**Entries**
· · · · · · ·

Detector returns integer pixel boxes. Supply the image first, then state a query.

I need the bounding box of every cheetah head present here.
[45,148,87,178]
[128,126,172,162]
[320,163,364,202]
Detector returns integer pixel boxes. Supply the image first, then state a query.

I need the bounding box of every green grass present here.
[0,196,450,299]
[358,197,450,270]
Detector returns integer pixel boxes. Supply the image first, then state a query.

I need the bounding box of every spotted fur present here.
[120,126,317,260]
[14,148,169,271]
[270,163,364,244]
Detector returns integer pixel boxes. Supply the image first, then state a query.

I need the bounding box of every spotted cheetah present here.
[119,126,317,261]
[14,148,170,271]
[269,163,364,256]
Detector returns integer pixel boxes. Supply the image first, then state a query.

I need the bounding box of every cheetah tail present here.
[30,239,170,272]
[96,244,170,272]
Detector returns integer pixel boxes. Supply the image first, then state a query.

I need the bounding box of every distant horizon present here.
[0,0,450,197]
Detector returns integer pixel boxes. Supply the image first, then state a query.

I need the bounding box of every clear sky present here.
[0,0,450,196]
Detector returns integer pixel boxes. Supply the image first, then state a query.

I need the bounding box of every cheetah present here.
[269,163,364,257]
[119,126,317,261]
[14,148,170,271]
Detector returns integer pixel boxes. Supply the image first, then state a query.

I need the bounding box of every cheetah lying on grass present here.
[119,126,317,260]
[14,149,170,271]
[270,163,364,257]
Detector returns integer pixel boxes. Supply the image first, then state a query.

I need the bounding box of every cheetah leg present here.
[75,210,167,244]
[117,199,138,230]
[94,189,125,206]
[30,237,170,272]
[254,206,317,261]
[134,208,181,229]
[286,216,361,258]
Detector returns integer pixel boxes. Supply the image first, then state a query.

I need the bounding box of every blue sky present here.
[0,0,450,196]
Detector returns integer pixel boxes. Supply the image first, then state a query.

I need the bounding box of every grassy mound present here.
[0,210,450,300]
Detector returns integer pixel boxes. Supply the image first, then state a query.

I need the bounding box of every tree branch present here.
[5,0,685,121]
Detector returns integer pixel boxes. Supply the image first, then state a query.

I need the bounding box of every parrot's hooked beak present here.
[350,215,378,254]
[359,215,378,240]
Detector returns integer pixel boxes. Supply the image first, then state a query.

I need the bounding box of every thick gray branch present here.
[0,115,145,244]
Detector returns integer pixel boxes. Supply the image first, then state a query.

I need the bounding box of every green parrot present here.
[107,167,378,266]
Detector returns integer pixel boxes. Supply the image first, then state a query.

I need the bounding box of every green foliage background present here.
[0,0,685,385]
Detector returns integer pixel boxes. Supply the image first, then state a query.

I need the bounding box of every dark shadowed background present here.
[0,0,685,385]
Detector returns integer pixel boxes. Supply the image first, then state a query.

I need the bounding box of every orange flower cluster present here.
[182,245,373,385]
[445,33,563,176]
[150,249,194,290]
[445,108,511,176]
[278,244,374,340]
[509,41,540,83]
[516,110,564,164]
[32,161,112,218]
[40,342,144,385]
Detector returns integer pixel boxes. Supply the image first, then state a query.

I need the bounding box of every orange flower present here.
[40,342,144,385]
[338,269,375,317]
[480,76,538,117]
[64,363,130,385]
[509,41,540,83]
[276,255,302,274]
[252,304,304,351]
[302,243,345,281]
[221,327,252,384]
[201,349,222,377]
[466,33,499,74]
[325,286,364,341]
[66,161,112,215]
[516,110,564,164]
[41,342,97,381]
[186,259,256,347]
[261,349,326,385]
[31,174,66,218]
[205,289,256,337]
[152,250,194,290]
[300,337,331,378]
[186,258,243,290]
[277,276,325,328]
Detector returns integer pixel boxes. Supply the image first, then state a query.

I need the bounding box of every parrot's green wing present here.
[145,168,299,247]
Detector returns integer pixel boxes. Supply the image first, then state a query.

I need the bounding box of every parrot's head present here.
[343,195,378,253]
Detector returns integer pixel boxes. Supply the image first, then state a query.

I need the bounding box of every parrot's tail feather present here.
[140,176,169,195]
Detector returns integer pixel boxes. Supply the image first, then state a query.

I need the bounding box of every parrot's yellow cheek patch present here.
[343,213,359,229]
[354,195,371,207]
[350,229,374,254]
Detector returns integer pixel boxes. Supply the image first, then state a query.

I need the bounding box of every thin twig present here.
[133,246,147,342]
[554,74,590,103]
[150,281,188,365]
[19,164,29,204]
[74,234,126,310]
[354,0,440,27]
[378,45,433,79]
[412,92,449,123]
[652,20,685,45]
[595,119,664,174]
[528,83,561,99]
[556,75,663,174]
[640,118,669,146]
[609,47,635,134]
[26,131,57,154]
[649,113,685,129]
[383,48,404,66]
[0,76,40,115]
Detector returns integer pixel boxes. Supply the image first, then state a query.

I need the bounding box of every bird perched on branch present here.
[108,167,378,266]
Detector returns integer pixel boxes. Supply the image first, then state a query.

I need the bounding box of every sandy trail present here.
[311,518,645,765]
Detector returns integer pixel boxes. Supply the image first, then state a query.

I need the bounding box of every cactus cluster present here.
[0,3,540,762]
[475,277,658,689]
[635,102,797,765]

· · · · · · ·

**Task to carry out**
Quote the lines above exactly, from the first line of the records through the line containing "[0,210,450,300]", with both ends included.

**Solution to the exercise**
Detector returns integer pixel boxes. Supply the image first, then state a query.

I need the bounding box of every cheetah head present here.
[45,148,87,178]
[128,126,172,162]
[320,163,364,202]
Detector returns integer pixel boxes. Supply the image first, then state a query.

I need the bounding box of every green grass present here.
[0,196,450,299]
[358,197,450,270]
Detector returns integer pixel boxes. Supply the image first, then state a query.

I need the bounding box of every spotted fur present here.
[120,126,317,260]
[14,148,169,271]
[270,163,364,244]
Detector returns integer pixel boxes. Supply the image first, then state a query.

I need the bounding box of every spotted cheetah present here.
[119,126,317,261]
[14,148,170,271]
[269,163,364,256]
Detector returns integer pixel boxes. Supply the image first, then state a query.

I need the bounding box of every cheetah tail present here.
[30,239,170,272]
[96,244,170,272]
Detector returns integer pixel boxes. Supply the image first, then state a query.

I need the bounding box of every distant horizon present here.
[0,0,450,197]
Detector returns integer pixel boxes. Supply the image first, then state a query.

I need the bounding box of every clear sky present here.
[0,0,450,196]
Detector returns integer pixel boxes. Supply the image first, then state a query.

I need the bounding box of every cheetah present here.
[269,163,364,257]
[119,126,317,261]
[14,148,170,271]
Detector returns integer pixel boxes. Supply the image first, then state a query.

I need the bounding box of every cheetah lying on grass present here.
[119,126,317,260]
[14,149,170,271]
[270,163,364,257]
Detector returns integer pixel boxes. Supply the image first, then state a query.

I need the bounding box of every cheetah leg present here.
[75,210,167,244]
[117,199,138,230]
[94,189,125,206]
[30,237,170,272]
[254,206,317,261]
[134,208,181,229]
[286,216,361,258]
Detector returns integer pixel boxes. Supply the image first, then state a query.

I need the bounding box of every blue sky present here.
[0,0,450,196]
Detector returns integer pixel boxes. Supply the image first, then state a query.

I need the bounding box of every grassy mound present here.
[0,210,450,300]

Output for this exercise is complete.